Location identification entries:
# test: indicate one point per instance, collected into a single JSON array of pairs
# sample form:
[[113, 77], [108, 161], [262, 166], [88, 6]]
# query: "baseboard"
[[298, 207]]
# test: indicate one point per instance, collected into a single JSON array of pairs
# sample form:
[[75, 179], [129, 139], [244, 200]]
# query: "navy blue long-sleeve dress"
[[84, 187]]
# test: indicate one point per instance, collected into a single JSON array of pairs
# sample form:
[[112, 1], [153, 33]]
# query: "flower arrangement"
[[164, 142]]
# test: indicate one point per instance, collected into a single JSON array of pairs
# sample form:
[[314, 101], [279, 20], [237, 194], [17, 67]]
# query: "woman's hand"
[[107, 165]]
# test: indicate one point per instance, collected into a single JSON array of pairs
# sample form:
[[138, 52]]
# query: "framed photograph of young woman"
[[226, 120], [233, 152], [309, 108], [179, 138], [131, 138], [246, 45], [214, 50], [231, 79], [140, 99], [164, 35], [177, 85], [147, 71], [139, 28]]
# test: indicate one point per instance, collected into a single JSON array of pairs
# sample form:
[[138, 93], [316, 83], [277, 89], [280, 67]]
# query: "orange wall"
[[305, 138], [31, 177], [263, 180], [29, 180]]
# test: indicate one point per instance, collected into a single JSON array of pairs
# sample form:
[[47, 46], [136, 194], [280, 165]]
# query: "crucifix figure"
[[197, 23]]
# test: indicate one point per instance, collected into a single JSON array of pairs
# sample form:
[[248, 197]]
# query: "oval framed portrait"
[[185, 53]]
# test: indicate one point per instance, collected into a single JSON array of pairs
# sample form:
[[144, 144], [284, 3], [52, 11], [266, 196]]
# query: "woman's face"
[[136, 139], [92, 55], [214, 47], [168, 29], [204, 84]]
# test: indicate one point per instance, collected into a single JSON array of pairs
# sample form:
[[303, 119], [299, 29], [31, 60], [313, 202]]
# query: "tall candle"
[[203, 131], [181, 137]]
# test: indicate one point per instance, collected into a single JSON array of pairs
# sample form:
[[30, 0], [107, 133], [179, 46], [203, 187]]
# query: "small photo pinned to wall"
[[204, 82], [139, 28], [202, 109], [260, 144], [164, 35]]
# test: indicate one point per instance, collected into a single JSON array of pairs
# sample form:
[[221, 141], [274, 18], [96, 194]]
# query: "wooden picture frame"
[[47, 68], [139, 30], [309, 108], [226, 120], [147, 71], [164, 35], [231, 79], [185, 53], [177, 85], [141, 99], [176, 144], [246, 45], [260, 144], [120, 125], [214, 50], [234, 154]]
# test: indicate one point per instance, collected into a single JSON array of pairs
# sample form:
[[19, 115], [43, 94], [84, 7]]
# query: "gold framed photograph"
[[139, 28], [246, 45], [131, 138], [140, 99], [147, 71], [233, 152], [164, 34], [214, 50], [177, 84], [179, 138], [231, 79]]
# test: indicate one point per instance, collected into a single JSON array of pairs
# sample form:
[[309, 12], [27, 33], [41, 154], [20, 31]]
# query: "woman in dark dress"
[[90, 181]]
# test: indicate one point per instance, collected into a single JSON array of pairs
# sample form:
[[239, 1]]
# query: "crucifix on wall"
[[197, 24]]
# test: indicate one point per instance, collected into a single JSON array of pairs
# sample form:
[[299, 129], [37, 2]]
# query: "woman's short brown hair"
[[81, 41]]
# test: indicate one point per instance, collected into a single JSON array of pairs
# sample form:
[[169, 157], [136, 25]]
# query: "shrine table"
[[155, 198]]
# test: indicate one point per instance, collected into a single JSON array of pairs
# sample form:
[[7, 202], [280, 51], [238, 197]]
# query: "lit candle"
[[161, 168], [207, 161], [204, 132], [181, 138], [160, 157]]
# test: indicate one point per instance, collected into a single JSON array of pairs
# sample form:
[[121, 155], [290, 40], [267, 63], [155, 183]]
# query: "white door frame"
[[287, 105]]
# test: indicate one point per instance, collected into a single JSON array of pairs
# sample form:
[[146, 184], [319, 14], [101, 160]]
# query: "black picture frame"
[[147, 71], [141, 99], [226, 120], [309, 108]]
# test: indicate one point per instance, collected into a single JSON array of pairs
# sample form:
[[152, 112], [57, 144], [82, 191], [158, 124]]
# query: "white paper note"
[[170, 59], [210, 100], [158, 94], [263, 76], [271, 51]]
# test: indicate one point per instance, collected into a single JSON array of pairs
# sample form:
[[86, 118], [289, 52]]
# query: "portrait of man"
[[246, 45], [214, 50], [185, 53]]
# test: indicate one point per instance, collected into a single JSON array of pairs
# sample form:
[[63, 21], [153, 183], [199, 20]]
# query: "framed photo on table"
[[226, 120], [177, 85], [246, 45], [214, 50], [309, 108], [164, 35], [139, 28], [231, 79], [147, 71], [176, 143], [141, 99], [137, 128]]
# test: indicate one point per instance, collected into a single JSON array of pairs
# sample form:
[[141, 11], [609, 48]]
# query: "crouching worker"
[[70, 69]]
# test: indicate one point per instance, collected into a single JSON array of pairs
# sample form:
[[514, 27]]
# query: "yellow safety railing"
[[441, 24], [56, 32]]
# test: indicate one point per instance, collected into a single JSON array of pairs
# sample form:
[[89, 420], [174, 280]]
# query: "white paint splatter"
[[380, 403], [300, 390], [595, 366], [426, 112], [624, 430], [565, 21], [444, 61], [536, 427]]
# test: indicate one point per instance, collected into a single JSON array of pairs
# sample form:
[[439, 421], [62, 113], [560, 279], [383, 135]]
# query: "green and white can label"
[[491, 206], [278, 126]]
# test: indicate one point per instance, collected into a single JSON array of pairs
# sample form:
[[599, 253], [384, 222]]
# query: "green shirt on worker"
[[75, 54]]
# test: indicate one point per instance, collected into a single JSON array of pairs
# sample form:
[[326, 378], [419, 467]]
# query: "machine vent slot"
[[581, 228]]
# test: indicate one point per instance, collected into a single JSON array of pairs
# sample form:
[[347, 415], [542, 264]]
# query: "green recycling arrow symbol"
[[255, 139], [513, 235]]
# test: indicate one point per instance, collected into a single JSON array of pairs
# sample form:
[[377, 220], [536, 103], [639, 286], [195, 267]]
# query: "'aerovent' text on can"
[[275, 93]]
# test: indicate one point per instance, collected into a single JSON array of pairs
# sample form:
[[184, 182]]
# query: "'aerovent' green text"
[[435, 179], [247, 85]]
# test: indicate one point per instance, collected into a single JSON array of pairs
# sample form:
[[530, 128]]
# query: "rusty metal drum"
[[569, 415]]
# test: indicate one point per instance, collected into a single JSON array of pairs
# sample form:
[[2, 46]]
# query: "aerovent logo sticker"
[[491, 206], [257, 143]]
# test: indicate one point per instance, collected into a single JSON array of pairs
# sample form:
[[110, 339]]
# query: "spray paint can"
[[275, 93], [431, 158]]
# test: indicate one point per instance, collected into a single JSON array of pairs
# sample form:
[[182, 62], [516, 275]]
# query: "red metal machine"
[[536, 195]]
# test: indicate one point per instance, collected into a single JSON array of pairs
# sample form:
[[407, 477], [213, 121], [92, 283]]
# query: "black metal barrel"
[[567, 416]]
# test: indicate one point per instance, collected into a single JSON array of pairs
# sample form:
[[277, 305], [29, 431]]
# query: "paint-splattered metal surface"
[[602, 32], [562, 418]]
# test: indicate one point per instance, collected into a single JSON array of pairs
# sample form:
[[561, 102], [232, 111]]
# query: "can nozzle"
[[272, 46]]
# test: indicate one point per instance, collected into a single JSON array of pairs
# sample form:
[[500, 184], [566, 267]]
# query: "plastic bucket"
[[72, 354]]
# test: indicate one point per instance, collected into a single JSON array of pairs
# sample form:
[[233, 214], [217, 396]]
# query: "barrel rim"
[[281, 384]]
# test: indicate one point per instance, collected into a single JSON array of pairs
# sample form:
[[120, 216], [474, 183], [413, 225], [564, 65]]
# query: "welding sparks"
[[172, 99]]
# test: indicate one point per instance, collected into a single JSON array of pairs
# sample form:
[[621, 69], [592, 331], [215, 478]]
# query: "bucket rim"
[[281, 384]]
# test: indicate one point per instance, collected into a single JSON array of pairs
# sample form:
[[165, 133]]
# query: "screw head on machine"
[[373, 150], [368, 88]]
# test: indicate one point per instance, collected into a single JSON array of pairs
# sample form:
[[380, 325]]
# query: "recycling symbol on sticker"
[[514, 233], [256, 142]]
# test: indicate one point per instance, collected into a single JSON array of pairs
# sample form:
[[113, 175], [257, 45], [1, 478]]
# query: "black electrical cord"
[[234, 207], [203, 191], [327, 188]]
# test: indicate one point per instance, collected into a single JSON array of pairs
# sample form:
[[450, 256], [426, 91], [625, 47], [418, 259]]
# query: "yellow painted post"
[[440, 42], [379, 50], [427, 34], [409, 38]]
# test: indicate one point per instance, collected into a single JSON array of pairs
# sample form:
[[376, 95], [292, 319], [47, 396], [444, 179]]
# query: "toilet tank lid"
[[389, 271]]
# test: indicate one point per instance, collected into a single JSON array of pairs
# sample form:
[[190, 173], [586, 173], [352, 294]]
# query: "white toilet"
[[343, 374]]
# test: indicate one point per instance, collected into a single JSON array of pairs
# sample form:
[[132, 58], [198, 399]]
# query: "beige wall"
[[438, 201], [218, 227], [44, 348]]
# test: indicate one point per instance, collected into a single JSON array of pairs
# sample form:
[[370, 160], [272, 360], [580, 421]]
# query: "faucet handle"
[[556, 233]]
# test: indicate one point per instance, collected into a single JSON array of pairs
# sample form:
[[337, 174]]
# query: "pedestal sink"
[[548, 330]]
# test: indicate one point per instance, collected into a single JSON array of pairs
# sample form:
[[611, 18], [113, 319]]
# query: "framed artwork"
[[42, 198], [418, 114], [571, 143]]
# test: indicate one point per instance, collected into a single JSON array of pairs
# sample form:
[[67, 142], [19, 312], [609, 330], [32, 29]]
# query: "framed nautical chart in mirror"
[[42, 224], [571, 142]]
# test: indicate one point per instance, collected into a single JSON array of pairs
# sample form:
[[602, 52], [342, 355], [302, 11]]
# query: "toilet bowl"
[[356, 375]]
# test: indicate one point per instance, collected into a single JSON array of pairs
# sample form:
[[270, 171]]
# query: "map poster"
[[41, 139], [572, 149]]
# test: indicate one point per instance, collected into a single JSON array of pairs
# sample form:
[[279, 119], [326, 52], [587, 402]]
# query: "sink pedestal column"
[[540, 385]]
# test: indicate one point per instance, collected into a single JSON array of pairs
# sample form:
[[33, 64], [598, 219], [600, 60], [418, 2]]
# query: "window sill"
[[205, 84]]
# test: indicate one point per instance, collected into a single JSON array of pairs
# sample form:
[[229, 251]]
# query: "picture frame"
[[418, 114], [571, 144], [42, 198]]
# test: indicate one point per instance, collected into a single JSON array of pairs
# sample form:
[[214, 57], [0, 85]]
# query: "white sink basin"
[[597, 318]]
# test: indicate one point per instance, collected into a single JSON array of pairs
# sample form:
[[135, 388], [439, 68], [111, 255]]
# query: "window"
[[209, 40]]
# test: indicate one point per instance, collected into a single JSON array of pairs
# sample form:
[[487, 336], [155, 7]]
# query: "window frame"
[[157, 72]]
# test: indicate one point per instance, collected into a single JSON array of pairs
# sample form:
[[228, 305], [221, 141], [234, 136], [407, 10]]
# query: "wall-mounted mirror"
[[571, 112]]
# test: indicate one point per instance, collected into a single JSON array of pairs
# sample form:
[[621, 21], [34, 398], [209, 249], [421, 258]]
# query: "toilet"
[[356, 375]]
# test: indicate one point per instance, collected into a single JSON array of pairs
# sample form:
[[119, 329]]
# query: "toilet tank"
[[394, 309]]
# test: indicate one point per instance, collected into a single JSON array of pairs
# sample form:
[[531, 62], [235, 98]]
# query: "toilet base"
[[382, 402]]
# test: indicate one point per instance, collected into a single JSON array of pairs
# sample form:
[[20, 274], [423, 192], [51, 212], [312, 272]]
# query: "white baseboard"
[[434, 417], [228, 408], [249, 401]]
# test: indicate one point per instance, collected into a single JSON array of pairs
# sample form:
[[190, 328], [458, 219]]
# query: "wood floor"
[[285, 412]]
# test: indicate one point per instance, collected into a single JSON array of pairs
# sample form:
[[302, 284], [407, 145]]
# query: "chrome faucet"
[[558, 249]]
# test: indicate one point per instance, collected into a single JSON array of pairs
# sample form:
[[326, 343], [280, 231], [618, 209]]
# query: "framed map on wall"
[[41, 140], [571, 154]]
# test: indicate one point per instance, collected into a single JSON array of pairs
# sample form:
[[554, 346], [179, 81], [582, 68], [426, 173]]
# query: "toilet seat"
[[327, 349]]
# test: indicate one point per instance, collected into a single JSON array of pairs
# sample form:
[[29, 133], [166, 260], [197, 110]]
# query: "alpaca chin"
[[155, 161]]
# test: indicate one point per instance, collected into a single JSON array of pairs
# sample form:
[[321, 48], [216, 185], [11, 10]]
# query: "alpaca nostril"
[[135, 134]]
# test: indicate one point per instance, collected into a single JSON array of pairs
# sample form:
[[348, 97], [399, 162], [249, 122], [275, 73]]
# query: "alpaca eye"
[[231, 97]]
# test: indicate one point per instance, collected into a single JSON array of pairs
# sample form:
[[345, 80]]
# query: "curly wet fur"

WRITTEN EXERCISE:
Locate each line in the data above that contains the string "recycling", and copy every such line in full.

REPLY:
# query: "green recycling arrow symbol"
# query: "recycling symbol on sticker"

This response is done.